• [DATA ROWS]:
========================================================================

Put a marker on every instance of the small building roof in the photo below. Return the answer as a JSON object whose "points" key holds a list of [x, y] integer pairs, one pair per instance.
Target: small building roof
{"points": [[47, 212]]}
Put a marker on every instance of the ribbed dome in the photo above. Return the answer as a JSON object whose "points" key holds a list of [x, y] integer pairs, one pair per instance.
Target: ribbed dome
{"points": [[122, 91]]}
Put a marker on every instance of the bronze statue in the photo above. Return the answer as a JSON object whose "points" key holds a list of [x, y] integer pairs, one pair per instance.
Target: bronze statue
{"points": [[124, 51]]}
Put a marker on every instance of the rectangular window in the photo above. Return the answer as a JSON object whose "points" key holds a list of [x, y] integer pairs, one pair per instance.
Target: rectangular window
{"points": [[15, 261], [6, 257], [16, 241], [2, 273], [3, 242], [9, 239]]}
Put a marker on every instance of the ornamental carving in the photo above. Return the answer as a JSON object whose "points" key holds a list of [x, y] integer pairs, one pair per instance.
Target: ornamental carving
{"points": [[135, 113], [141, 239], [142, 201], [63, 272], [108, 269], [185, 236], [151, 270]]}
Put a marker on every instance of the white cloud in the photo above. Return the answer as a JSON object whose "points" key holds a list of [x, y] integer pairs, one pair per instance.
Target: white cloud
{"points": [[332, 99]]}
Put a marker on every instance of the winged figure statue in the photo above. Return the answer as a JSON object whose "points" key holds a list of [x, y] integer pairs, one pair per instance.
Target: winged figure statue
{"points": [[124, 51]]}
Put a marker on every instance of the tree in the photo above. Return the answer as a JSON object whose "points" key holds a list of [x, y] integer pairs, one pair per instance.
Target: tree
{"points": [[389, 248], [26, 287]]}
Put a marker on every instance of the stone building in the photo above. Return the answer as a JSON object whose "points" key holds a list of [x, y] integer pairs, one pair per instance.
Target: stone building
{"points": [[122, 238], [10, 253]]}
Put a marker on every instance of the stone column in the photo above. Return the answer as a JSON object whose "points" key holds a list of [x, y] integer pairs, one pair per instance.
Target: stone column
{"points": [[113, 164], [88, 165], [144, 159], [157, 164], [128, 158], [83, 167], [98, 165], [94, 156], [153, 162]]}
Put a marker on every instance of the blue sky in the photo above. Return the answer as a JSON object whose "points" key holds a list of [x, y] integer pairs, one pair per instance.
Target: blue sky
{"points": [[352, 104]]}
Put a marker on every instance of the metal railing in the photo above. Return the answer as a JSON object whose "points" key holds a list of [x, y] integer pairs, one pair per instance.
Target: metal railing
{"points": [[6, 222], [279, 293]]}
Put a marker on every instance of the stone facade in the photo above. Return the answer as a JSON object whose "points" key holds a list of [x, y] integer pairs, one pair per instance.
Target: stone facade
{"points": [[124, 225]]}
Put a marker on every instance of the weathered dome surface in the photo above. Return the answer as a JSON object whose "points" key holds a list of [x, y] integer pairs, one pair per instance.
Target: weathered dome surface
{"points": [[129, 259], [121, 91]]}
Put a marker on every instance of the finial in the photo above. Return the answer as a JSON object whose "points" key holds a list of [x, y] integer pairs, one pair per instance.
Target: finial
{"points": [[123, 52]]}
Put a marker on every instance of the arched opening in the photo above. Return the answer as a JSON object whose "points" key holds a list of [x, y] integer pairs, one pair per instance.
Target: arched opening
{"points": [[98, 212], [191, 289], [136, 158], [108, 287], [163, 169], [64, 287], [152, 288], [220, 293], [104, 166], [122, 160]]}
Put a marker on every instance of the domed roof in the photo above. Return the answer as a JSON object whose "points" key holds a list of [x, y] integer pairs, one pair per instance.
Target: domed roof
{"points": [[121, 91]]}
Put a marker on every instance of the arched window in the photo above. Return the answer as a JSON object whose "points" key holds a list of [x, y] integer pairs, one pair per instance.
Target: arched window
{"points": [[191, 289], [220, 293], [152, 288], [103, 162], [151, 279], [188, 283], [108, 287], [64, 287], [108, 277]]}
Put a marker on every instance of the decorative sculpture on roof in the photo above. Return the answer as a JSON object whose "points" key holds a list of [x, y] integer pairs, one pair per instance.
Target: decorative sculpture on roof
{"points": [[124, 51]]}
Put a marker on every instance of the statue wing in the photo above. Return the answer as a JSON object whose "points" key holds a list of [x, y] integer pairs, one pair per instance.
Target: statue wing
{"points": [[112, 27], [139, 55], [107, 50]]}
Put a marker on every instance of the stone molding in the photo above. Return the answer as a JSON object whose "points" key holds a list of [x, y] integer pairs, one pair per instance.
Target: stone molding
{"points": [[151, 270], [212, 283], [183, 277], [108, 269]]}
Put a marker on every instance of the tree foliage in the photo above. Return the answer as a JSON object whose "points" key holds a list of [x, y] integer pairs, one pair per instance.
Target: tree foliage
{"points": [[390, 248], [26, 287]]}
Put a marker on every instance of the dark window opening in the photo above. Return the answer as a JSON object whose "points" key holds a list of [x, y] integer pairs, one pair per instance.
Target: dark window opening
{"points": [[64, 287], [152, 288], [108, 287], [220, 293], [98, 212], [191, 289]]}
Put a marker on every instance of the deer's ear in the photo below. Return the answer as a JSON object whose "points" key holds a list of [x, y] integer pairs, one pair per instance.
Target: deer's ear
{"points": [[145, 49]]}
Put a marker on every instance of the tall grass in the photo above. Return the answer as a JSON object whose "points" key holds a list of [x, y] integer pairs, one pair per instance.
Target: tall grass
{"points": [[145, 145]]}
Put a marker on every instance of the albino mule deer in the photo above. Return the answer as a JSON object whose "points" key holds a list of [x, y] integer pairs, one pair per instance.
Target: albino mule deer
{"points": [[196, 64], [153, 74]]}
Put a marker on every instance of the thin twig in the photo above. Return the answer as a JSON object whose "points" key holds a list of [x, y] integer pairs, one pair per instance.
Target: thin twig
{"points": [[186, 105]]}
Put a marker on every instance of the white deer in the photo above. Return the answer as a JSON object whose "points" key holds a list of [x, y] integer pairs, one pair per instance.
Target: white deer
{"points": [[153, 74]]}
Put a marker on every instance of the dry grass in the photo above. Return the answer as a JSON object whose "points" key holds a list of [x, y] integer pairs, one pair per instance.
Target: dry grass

========================================================================

Retype the material above, line by line, exactly.

Put a marker on every instance of the small building roof in the photo below. Return the answer as a JSON object whose "points" key holds a list of [x, y] integer pairs, one pair per instance.
Target: small building roof
{"points": [[47, 212]]}
Put a marker on every instance of the ribbed dome in the photo above. Return the answer as a JSON object whose "points" key holds a list of [x, y] integer pairs, one pair per instance.
Target: ribbed dome
{"points": [[122, 91]]}
Put a marker on every instance of the bronze statue in the photo above. Return the answer as a JSON object whose "points" key holds a list of [x, y] integer pairs, one pair per instance.
Target: bronze statue
{"points": [[124, 51]]}
Put a marker on every instance of the rectangular window in the photo above. Return the answer as a JSON object whose "points" key holds a list of [x, y] integer pairs, one pair per instance.
Target: rectangular window
{"points": [[15, 261], [6, 257], [16, 241], [2, 273], [3, 242], [9, 239]]}
Put a marker on every instance of the ornamental carving in the photo above. Return the answer as a JSON object whose "points" key holds a list of [x, y] integer pairs, one pair per instance.
Target: ornamental carving
{"points": [[135, 113], [141, 239], [142, 201], [63, 272], [108, 269], [185, 236], [151, 270]]}
Put a marker on every instance of the white cloud in the photo above. Return the answer as a JSON object whose "points" key holds a list of [x, y] integer pairs, one pair per instance.
Target: white cloud
{"points": [[332, 99]]}
Put a marker on every instance of the winged figure statue in the photo above. Return the answer as a JSON object whose "points" key holds a list of [x, y] integer pairs, one pair per instance.
Target: winged figure statue
{"points": [[124, 51]]}
Put a marker on every instance of the tree in the photo above. Return the answer as a JSON object whose "points" key holds a list of [x, y] integer pairs, one pair per instance.
Target: tree
{"points": [[389, 248], [26, 287]]}
Put a marker on every instance of the stone building in the photo above. Return the answer as a JSON object whose "points" key holds a list of [x, y] integer pairs, one pair per instance.
Target: stone building
{"points": [[122, 238], [10, 253]]}
Put a marker on every instance of the stone column in the photo above. Return the answer as a JSON object whose "points" key holds a list of [x, y] integer pairs, one pair per instance.
Target: stone column
{"points": [[113, 164], [88, 165], [144, 159], [157, 164], [128, 158], [83, 167], [98, 165], [94, 156], [153, 162]]}
Put a marker on every instance of the blue sky in the photo above. Return the answer as a JSON object whose "points" key holds a list of [x, y] integer pairs, one pair per instance.
Target: blue sky
{"points": [[352, 104]]}
Put a marker on every instance of the metal railing in the photo above. Return the answer as a JSON object whose "points" key holds a list of [x, y] integer pairs, one pair per instance.
Target: metal railing
{"points": [[6, 222], [279, 293]]}
Put a marker on every instance of the stone facade in the photo above. Return the answer as a JSON object whose "points" key holds a list of [x, y] integer pairs, one pair per instance.
Target: stone facade
{"points": [[124, 225]]}
Put a marker on every instance of the weathered dome surface in the photo above. Return the answer as a JSON object whose "points" key holds a list of [x, y] integer pairs, one pair per instance.
Target: weathered dome surface
{"points": [[129, 259], [121, 91]]}
Put a marker on every instance of the finial in the photo above. Return the answer as a JSON object whose "points" key holds a list of [x, y] integer pairs, one pair per instance.
Target: finial
{"points": [[123, 52]]}
Put a marker on every instance of the arched opening in the photo above. Return the answer as a JSON object whose "points" key holds a list of [x, y] integer pairs, one pair per instance.
Target: arched opening
{"points": [[98, 212], [191, 289], [136, 158], [108, 287], [163, 169], [64, 287], [152, 288], [220, 293], [104, 166], [122, 160]]}
Put a marker on every instance of the domed roof in the photo above. Return the answer as a JSON object whose "points" key holds a list of [x, y] integer pairs, one pair per instance.
Target: domed roof
{"points": [[121, 91]]}
Put a marker on every instance of the arched window in the photo above. Return the answer as a JSON object whose "points" key holds a list of [x, y] integer pairs, one pair per instance.
Target: arched window
{"points": [[191, 289], [220, 293], [152, 288], [103, 162], [151, 279], [188, 283], [108, 287], [64, 287], [108, 277]]}
Put a marker on every instance of the decorative sculpture on roof in the photo above. Return the answer as a JSON object whose "points" key holds a list of [x, y] integer pairs, one pair per instance.
Target: decorative sculpture on roof
{"points": [[124, 51]]}
Put a marker on every instance of the statue wing in the photo above. Return the answer as a JSON object whose "points" key holds a list of [x, y] integer pairs, one pair per instance.
Target: statue wing
{"points": [[112, 27], [139, 55], [107, 50]]}
Put a marker on every instance of the stone molding in the photo above. Return the answer as a JSON object whose "points" key holds a list of [x, y] integer pairs, one pair per instance.
Target: stone molding
{"points": [[151, 270], [212, 283], [183, 277], [108, 269]]}
Put a marker on every instance of the tree foliage in the photo above. Return the answer as a JSON object whose "points" key holds a list of [x, y] integer pairs, one pair per instance.
Target: tree foliage
{"points": [[390, 248], [26, 287]]}
Put a marker on every instance of the dark window opening in the photo above. Return the answer as a JSON object whose "points" key holds a list of [x, y] integer pairs, one pair per instance.
Target: dark window opening
{"points": [[64, 287], [152, 288], [108, 287], [220, 293], [98, 212], [191, 289]]}
Put a marker on every instance of the deer's ear in the photo below. Return the answer as a JSON object whose "points" key holds a list of [x, y] integer pairs, one pair per instance.
Target: deer's ear
{"points": [[145, 49]]}
Put a marker on every instance of the tall grass in the photo above. Return the answer as a JSON object whose "points" key holds a list of [x, y] integer pairs, one pair per instance.
Target: tall grass
{"points": [[145, 145]]}
Put a marker on every instance of the albino mule deer in the photo above. Return the answer as a JSON object whose "points" key holds a list of [x, y] integer pairs, one pair per instance.
Target: albino mule deer
{"points": [[196, 64], [153, 74]]}
Put a marker on every instance of the thin twig in the photo above. Return the answer as a JSON object whose "points" key holds a list of [x, y] integer pairs, one pair per instance.
Target: thin twig
{"points": [[186, 105]]}
Put a marker on every instance of the white deer in the photo above. Return the answer as a JSON object whose "points" key holds a list of [x, y] integer pairs, one pair per instance.
Target: white deer
{"points": [[153, 74]]}
Put a marker on every instance of the dry grass in the photo above. Return the answer as a JSON object whose "points" key holds a list of [x, y] integer pairs, one pair per instance.
Target: dry grass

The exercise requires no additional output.